» **What the task asks**: Restate the records in full, keeping every word as it is.
......
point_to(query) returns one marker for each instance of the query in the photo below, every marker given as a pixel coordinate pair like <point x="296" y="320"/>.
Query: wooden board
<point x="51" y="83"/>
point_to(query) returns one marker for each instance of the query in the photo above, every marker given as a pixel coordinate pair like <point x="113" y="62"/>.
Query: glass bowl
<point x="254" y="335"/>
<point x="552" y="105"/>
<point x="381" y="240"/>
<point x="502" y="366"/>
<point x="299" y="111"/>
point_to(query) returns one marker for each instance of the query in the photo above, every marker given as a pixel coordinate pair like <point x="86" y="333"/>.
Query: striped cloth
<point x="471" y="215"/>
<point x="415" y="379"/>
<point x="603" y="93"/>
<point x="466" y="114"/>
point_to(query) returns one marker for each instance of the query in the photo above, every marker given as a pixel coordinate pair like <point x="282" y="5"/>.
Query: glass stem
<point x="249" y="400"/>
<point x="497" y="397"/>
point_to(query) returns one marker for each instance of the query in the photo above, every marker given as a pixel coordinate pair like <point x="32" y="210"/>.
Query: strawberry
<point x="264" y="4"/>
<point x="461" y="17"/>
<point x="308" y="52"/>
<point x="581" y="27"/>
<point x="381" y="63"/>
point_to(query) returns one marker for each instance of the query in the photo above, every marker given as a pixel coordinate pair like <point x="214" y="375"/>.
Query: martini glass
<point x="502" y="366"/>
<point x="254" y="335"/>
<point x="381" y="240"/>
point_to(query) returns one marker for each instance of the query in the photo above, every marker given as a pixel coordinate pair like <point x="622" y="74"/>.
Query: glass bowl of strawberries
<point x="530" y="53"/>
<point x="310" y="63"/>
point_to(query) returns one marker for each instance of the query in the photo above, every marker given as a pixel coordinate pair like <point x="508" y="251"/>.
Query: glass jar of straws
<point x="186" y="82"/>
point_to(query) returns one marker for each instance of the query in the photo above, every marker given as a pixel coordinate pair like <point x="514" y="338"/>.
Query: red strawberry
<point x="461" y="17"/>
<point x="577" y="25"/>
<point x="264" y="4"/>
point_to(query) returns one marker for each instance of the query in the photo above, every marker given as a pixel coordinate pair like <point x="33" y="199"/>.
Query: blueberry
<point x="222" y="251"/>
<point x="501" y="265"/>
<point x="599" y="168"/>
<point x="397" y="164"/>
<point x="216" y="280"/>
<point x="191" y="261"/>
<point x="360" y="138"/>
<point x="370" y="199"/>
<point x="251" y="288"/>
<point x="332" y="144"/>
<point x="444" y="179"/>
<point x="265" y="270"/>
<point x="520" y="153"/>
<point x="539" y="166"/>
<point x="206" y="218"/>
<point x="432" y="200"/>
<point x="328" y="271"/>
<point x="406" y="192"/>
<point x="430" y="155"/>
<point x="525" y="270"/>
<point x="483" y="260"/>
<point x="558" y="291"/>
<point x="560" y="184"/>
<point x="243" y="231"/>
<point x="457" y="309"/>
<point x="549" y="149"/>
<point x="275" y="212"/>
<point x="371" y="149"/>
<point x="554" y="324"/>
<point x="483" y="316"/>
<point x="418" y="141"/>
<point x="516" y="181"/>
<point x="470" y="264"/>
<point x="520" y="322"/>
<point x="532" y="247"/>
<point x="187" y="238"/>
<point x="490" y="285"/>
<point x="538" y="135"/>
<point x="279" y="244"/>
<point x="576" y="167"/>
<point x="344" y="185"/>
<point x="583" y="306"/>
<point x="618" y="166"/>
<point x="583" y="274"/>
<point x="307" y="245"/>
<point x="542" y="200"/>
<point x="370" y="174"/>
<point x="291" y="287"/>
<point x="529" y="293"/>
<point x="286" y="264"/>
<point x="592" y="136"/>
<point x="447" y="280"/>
......
» **Result for this exercise**:
point_to(query) returns one marker for each instance of the query in the photo below, every marker given as a pixel coordinate pair like <point x="296" y="320"/>.
Query: wooden board
<point x="51" y="83"/>
point_to(query) returns one marker for each instance of the query in the photo above, every marker given as a pixel coordinate pair like <point x="113" y="62"/>.
Query: glass bowl
<point x="254" y="335"/>
<point x="552" y="105"/>
<point x="381" y="240"/>
<point x="502" y="366"/>
<point x="299" y="111"/>
point_to(query) returns one marker for each instance of the query in the photo above, every marker given as a pixel coordinate pair like <point x="86" y="333"/>.
Query: striped cloth
<point x="471" y="215"/>
<point x="415" y="379"/>
<point x="603" y="93"/>
<point x="466" y="114"/>
point_to(query) returns one marker for each instance of the query in the photo above, every marker given as a pixel coordinate pair like <point x="282" y="5"/>.
Query: glass stem
<point x="249" y="400"/>
<point x="497" y="397"/>
point_to(query) returns one marker for each instance of the query in the photo above, every marker given as a pixel coordinate pair like <point x="32" y="210"/>.
Query: strawberry
<point x="264" y="4"/>
<point x="461" y="17"/>
<point x="308" y="52"/>
<point x="581" y="27"/>
<point x="381" y="63"/>
point_to(query) returns one marker for each instance of the query in the photo above, every marker given as a pixel coordinate pair like <point x="214" y="375"/>.
Query: martini glass
<point x="502" y="366"/>
<point x="254" y="335"/>
<point x="381" y="240"/>
point_to(query) returns one marker for each instance of the query in the photo above, every marker given as a pixel coordinate pair like <point x="622" y="74"/>.
Query: glass bowl of strawberries
<point x="530" y="53"/>
<point x="310" y="63"/>
point_to(query) returns one marker for each instance of the query in the photo above, every marker given as a pixel coordinate pair like <point x="508" y="251"/>.
Query: glass jar of straws
<point x="186" y="82"/>
point_to(query) returns one marker for each instance of the query in the photo above, every marker given as a pixel coordinate pair like <point x="514" y="338"/>.
Query: red strawberry
<point x="461" y="17"/>
<point x="577" y="25"/>
<point x="264" y="4"/>
point_to(query) returns one marker for each instance of the query in the photo above, every marker given as a pixel coordinate pair like <point x="33" y="199"/>.
Query: blueberry
<point x="222" y="251"/>
<point x="501" y="265"/>
<point x="599" y="168"/>
<point x="397" y="164"/>
<point x="216" y="280"/>
<point x="191" y="261"/>
<point x="360" y="138"/>
<point x="370" y="199"/>
<point x="251" y="288"/>
<point x="332" y="144"/>
<point x="444" y="179"/>
<point x="265" y="270"/>
<point x="520" y="153"/>
<point x="539" y="166"/>
<point x="206" y="218"/>
<point x="432" y="200"/>
<point x="328" y="271"/>
<point x="406" y="192"/>
<point x="430" y="155"/>
<point x="525" y="270"/>
<point x="483" y="260"/>
<point x="558" y="291"/>
<point x="560" y="184"/>
<point x="243" y="231"/>
<point x="457" y="309"/>
<point x="549" y="149"/>
<point x="275" y="212"/>
<point x="371" y="149"/>
<point x="554" y="324"/>
<point x="483" y="316"/>
<point x="418" y="141"/>
<point x="516" y="181"/>
<point x="470" y="264"/>
<point x="520" y="322"/>
<point x="532" y="247"/>
<point x="187" y="238"/>
<point x="490" y="285"/>
<point x="538" y="135"/>
<point x="279" y="244"/>
<point x="576" y="167"/>
<point x="344" y="185"/>
<point x="583" y="306"/>
<point x="618" y="166"/>
<point x="583" y="274"/>
<point x="307" y="245"/>
<point x="542" y="200"/>
<point x="370" y="174"/>
<point x="291" y="287"/>
<point x="529" y="293"/>
<point x="286" y="264"/>
<point x="592" y="136"/>
<point x="447" y="280"/>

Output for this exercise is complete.